For ease of understanding embodiments, an application scenario of the technical solutions provided in embodiments is first described.

For example, FIG. 1 is a diagram of a structure of a storage system according to an embodiment. In the storage system shown in FIG. 1, user data in a storage system 120 may be stored by running an application program. A computer running the application program may be referred to as an “application server”, and an application server 100 may be a physical machine or a virtual machine. The application server 100 includes but is not limited to a desktop computer, a server, a notebook computer, and a mobile device. The application server 100 accesses the storage system 120 through a switch 110, to access the user data. However, the switch 110 is only an optional device, and the application server 100 may also directly communicate with the storage system 120 through a network. Alternatively, the switch 110 may be replaced with an Ethernet switch, an InfiniBand switch, a RoCE (RDMA over Converged Ethernet) switch, or the like.

The storage system 120 is a device or a device cluster configured to store the user data. Specifically, in an actual application process, the storage system 120 may be a centralized storage system. The centralized storage system is featured by a unified entry, and all data from an external device such as the application server passes through the entry.

As shown in FIG. 1, the entry of the centralized storage system may be specifically an engine 121 of the centralized storage system. The engine 121 may include one or more controllers. In FIG. 1, one controller 122 is used as an example for description. In addition, when there are a plurality of controllers in the engine 121, the plurality of controllers may serve as backups of each other by using a mirror channel. When one controller is faulty, another controller may take over a service of the faulty controller, to avoid unavailability that is of the entire storage system and that is caused by a hardware fault.

In addition, the engine 121 may further include a front-end interface 125 and a back-end interface 126. The front-end interface 125 is configured to communicate with the application server 100, to provide a storage service for the application server 100. The back-end interface 126 is configured to communicate with a hard disk 127, to expand a capacity of the storage system. The engine 121 may be connected to more hard disks 127 through the back-end interface 126, to form a very large storage resource pool.

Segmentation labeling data

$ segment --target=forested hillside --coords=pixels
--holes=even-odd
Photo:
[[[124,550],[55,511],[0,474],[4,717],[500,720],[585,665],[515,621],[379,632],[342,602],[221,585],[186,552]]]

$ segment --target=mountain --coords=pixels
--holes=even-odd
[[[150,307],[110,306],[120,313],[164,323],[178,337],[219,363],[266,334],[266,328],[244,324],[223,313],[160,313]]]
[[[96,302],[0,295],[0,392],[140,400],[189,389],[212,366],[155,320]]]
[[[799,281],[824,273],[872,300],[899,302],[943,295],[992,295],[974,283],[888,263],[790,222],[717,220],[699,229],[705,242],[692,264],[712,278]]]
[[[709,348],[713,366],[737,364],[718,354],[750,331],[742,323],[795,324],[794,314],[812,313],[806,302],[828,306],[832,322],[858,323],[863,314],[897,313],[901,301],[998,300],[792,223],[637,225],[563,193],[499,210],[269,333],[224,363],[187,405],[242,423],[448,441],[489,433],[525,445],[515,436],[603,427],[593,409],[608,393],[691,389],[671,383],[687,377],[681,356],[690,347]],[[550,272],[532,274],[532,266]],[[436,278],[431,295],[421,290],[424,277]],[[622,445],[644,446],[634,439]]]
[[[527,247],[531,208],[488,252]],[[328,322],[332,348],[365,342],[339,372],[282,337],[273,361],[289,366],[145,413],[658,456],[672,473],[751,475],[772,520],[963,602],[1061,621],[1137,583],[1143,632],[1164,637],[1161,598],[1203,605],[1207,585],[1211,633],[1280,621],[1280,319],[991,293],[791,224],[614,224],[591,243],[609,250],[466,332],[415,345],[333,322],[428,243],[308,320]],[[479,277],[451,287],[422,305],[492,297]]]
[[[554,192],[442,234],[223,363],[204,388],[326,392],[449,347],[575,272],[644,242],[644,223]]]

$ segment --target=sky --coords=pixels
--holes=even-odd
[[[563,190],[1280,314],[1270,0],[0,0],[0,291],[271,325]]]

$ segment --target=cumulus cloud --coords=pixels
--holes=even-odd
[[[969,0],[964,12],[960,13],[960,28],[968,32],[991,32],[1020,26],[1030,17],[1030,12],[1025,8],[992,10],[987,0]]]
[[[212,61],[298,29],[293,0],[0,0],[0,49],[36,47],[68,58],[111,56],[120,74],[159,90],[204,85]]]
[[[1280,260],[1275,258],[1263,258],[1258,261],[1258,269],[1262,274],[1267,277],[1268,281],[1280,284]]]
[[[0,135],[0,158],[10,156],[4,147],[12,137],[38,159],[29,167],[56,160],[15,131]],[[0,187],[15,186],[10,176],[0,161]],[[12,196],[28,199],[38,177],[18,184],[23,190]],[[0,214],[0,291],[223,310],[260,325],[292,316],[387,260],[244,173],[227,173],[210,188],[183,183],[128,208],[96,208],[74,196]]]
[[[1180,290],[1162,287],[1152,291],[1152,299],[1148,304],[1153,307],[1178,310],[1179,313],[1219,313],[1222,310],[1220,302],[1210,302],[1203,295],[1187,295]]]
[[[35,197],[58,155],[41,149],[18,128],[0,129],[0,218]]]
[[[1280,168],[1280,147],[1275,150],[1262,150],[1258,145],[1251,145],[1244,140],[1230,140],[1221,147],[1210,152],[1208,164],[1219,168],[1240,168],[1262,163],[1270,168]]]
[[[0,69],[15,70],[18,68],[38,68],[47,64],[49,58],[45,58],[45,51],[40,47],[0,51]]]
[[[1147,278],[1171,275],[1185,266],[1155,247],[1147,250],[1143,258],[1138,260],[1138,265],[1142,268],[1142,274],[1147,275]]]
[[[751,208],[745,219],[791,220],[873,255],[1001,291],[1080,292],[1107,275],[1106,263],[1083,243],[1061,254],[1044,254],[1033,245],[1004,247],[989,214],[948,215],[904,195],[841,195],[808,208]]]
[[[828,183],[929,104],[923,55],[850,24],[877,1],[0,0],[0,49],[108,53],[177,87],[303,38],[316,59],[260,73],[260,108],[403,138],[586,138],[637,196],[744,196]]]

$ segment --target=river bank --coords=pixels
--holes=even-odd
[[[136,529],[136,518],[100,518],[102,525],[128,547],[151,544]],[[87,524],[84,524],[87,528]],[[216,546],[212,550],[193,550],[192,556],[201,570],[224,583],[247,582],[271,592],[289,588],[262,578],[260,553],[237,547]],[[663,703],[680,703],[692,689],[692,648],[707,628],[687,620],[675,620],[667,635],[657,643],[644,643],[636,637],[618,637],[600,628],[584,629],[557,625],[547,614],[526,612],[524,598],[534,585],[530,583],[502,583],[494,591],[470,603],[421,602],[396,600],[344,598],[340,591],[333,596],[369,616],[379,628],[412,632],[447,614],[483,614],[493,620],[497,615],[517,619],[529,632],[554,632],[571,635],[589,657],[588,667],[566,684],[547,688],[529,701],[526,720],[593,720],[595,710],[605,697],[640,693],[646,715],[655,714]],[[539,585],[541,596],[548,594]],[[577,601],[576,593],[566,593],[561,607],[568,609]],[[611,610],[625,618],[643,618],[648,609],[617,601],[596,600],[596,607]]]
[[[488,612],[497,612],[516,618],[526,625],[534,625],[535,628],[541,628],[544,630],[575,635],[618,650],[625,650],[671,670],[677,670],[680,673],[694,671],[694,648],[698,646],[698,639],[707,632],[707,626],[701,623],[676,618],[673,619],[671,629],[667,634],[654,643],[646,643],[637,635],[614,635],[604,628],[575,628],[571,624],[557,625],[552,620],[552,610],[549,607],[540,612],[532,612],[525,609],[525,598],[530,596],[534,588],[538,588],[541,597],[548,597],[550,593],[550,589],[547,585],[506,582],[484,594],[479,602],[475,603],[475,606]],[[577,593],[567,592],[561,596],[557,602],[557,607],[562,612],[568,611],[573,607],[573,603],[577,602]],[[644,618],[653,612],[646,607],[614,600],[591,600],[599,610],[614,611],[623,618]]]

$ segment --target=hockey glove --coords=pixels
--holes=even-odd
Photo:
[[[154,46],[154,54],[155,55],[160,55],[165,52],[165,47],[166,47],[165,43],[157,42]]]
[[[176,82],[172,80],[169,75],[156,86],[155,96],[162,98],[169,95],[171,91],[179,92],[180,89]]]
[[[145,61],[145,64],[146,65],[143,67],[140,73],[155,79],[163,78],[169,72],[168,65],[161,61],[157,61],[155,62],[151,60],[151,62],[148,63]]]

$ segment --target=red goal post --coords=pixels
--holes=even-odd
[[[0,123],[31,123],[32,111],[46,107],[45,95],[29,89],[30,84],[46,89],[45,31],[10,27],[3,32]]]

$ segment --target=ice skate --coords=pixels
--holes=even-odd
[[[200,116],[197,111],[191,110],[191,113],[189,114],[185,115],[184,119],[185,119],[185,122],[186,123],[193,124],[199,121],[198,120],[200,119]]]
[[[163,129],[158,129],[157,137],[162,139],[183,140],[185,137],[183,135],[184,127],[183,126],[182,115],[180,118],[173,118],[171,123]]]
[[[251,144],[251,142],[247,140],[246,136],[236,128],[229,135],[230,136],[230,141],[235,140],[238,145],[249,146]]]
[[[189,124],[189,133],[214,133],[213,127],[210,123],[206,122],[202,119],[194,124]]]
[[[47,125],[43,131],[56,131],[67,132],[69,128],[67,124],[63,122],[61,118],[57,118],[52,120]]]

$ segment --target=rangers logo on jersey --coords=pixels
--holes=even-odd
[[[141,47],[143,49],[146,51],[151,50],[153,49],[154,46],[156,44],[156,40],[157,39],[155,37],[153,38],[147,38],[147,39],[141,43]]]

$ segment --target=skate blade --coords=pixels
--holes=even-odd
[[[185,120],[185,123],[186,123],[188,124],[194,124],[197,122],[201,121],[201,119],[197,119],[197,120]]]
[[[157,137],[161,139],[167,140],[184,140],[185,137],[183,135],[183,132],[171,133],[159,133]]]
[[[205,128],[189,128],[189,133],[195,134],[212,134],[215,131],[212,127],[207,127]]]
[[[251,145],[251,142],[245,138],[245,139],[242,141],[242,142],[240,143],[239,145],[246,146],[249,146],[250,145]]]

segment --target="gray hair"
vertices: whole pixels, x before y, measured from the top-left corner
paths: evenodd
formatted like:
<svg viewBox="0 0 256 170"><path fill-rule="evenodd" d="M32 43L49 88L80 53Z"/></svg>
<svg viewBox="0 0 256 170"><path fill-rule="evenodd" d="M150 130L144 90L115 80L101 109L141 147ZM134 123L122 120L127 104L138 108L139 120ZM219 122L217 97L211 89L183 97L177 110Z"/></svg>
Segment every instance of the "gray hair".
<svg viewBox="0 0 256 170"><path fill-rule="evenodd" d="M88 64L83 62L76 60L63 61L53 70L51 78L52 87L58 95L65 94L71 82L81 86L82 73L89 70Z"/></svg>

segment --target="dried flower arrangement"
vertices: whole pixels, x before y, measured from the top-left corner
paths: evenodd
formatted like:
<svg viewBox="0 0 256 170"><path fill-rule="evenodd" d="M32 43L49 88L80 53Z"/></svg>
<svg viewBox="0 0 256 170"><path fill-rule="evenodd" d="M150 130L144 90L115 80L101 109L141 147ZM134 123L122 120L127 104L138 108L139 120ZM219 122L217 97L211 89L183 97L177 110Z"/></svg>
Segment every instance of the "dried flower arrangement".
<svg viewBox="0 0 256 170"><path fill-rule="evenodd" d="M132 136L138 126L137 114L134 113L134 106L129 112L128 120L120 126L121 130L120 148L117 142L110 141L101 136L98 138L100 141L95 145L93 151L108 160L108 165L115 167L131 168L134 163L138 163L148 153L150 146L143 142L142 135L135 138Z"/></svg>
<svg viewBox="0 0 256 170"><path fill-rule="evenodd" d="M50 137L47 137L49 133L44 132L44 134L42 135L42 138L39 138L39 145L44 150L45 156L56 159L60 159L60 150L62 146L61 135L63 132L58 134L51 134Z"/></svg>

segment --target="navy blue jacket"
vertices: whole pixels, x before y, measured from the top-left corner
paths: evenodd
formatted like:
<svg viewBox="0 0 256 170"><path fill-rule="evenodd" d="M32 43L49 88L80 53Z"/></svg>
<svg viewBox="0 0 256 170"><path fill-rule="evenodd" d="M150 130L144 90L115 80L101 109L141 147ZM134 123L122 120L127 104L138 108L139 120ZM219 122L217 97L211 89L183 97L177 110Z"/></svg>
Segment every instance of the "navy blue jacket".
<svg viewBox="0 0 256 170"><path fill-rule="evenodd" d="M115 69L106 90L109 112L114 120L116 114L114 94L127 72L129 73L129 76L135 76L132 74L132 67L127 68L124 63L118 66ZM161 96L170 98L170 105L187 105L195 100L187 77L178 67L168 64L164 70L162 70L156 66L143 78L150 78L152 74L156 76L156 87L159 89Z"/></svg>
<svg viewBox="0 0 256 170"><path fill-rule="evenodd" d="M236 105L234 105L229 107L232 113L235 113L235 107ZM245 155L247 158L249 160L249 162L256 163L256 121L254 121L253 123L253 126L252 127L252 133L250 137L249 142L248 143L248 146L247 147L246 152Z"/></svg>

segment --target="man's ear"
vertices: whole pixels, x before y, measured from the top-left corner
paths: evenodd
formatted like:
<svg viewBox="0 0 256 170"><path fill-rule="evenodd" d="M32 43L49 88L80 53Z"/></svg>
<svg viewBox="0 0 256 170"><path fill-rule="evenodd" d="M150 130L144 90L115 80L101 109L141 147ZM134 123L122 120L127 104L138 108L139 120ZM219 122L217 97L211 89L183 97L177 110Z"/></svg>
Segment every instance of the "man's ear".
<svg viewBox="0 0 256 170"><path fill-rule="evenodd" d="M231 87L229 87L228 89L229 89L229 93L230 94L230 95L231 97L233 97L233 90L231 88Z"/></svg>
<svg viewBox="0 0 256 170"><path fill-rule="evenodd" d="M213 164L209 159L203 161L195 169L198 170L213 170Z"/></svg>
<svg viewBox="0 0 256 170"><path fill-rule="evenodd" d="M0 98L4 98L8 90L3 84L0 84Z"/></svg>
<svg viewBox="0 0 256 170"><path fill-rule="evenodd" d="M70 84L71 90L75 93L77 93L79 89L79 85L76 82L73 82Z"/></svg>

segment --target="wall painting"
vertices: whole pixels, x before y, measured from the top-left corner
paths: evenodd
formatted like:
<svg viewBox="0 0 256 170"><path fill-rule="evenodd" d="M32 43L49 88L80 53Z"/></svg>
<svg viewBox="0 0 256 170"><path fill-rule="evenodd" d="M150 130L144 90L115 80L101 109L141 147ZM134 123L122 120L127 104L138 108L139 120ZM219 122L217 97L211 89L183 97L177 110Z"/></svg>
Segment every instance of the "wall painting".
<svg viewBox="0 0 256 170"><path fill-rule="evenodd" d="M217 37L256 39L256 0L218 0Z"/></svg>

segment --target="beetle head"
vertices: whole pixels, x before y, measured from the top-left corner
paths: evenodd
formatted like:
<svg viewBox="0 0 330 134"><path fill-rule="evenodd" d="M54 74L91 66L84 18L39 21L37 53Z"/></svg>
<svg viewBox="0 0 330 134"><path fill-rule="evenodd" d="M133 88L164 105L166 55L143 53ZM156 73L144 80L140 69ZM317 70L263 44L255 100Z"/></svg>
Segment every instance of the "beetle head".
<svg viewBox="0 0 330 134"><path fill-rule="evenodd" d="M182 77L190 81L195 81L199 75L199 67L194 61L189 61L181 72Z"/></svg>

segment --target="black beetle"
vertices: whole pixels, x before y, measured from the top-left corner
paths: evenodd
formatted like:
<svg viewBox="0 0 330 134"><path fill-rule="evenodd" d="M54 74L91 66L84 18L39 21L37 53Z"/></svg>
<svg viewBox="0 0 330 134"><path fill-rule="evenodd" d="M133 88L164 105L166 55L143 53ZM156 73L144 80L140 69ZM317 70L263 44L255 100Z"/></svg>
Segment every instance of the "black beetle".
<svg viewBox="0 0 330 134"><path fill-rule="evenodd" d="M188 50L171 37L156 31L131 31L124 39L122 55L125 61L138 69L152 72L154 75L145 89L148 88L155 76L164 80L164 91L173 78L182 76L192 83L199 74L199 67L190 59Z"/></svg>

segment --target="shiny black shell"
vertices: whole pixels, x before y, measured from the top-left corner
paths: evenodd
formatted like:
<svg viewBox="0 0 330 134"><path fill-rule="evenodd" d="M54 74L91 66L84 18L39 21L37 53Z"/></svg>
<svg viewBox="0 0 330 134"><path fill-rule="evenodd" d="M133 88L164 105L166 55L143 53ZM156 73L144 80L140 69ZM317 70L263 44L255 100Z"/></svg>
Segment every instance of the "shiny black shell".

Exercise ▸ Update the stretch of the storage system description from "The storage system 120 is" through "through the entry.", replacing "unified entry" with "single entry".

Exercise result ▸
The storage system 120 is a device or a device cluster configured to store the user data. Specifically, in an actual application process, the storage system 120 may be a centralized storage system. The centralized storage system is featured by a single entry, and all data from an external device such as the application server passes through the entry.